[本文抜粋]

上の柱状図より読み取れる事は、深度9.6mまでは主にシルト質の地層で構成されており、N値1~6と軟弱地盤である事。深度9.6m以深は主に砂層で構成されており、N値が14~26で推移している事。

シルトというのは、粘度質の土の事(広義には泥)で、砂よりも粒度が細かく、粘土より荒い特徴を持った土の事。粒形はシルト=1/16mm~1/256mm。粘土=1/256mm以下であり、粒形1/16mm以下の土を泥と定義しています。

深度10m前後までは、支持力が期待できる地盤ではなさそうです。

 

ボーリング柱状図から支持地盤を判断する

このボーリング柱状図を見て、支持層をどこにするか?を考えてみましょう。

孔口標高(資料一番上の、標高0mの線の事)から深度9.6mまでは、上で書いたように軟弱地盤で支持力が期待できない層だと判断できます。例えば設計するのが高層建築物の場合、この時点で直接基礎という選択肢は除外します。深度9.6m~12.65mまでは細砂で構成された地層でN値も20前後確保できる事から、この層を支持層とするのが現実的だと考えられます。深さ的に杭基礎にするしかなさそうです。

 

基礎形式が決定したら基礎の設計を行う

一般に上に書いた流れで基礎の選定は行います。基礎の設計を行うには上屋の設計が終わっていないと出来ません。なぜなら各基礎に作用する支点反力が基礎の設計に必要不可欠だから。杭基礎とする場合、電算内で杭のモデル化を行い、支持力のみ杭屋(ジャパンパイル等)に出してもらって設計する事が多いです。設計中に上屋の重量が変わったり断面変更による設計応力が変わったりする事はザラですからね。

[依頼内容 A]
ボーリング柱状図についての本文のうち、「上の柱状図より読み取れる事は」から「深度10m前後までは、支持力が期待できる地盤ではなさそうです。」までの部分をすべて引用してください。

[ボックスラベリング用データセットの行]
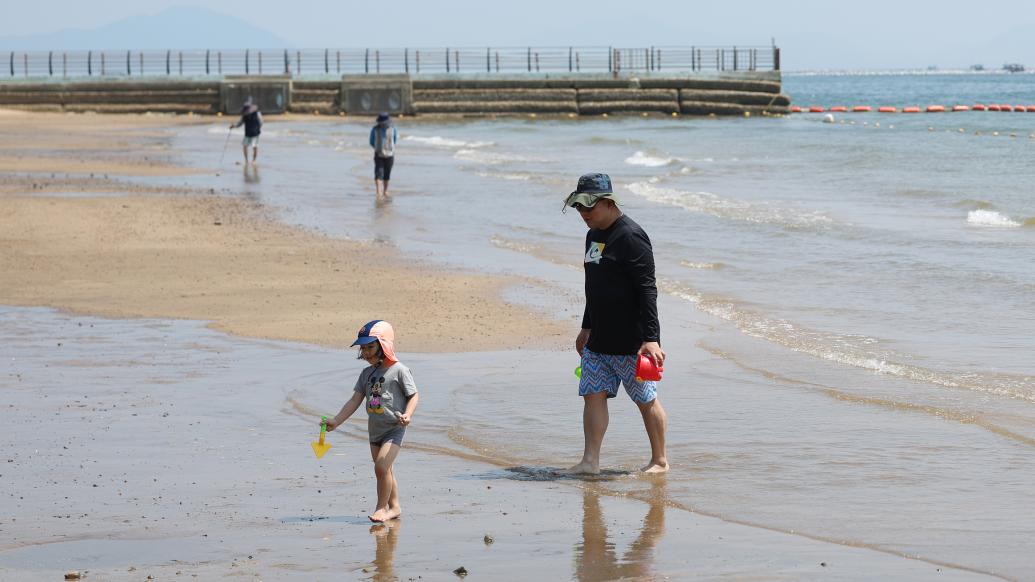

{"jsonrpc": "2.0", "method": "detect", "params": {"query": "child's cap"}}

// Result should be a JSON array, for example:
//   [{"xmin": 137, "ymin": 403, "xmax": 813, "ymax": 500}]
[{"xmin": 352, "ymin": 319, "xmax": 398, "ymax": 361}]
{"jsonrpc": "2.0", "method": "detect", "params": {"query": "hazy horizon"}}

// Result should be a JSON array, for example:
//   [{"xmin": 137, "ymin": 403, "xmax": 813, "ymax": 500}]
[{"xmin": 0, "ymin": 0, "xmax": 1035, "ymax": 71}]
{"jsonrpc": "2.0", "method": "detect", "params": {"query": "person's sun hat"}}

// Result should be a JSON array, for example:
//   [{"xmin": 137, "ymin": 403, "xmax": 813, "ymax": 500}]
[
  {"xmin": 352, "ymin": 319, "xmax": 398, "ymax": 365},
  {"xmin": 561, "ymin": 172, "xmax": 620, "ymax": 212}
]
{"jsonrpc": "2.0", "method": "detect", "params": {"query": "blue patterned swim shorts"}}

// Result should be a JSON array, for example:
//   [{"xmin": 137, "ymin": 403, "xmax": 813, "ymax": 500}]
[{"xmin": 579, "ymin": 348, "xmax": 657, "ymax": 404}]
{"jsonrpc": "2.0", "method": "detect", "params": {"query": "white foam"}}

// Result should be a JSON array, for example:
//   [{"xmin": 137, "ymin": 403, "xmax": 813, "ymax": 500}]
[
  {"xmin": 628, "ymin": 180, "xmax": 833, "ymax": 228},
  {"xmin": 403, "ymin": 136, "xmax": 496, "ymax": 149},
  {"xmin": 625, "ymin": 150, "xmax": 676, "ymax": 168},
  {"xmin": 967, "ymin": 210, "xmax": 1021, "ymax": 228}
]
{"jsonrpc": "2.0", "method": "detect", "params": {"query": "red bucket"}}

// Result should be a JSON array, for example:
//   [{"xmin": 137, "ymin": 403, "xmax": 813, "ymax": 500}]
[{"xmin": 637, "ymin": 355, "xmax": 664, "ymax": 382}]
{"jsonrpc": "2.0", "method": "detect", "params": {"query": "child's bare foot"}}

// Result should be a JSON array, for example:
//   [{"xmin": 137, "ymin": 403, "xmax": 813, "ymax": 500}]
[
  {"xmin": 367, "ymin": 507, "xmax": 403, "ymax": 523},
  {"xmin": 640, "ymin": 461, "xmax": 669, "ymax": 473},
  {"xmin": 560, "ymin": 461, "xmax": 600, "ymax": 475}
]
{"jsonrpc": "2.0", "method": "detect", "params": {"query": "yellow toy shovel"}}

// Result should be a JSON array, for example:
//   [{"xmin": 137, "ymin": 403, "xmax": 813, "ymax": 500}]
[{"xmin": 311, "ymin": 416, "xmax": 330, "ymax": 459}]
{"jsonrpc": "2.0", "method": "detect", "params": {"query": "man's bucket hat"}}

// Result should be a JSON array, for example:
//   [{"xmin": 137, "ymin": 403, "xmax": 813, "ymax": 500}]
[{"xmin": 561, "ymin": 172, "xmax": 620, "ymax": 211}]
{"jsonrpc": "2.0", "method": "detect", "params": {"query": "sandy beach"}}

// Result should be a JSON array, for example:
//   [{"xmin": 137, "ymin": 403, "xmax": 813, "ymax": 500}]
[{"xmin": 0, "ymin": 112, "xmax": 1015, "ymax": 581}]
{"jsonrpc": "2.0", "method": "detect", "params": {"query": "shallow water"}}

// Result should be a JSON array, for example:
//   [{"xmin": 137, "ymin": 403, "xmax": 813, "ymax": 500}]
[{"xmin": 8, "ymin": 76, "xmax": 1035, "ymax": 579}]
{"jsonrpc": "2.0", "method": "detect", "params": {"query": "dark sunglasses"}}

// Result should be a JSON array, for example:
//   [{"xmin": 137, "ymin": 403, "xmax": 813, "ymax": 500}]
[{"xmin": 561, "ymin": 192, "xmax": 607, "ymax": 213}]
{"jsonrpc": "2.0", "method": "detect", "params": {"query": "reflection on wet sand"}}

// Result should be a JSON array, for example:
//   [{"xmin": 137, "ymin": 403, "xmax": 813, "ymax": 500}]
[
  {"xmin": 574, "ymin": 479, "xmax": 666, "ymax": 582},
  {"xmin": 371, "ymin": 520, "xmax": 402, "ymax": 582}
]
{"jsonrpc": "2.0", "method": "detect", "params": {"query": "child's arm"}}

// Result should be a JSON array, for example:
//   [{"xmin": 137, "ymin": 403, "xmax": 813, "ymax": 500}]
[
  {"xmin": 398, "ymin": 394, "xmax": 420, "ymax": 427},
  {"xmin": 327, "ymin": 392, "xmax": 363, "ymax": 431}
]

[依頼内容 B]
上の行から、文字列「bucket」を含む行をすべて抜き出してください。大文字と小文字は区別します。

[記述解答 A]
上の柱状図より読み取れる事は、深度9.6mまでは主にシルト質の地層で構成されており、N値1~6と軟弱地盤である事。深度9.6m以深は主に砂層で構成されており、N値が14~26で推移している事。

シルトというのは、粘度質の土の事(広義には泥)で、砂よりも粒度が細かく、粘土より荒い特徴を持った土の事。粒形はシルト=1/16mm~1/256mm。粘土=1/256mm以下であり、粒形1/16mm以下の土を泥と定義しています。

深度10m前後までは、支持力が期待できる地盤ではなさそうです。

[記述解答 B]
{"jsonrpc": "2.0", "method": "detect", "params": {"query": "red bucket"}}
{"jsonrpc": "2.0", "method": "detect", "params": {"query": "man's bucket hat"}}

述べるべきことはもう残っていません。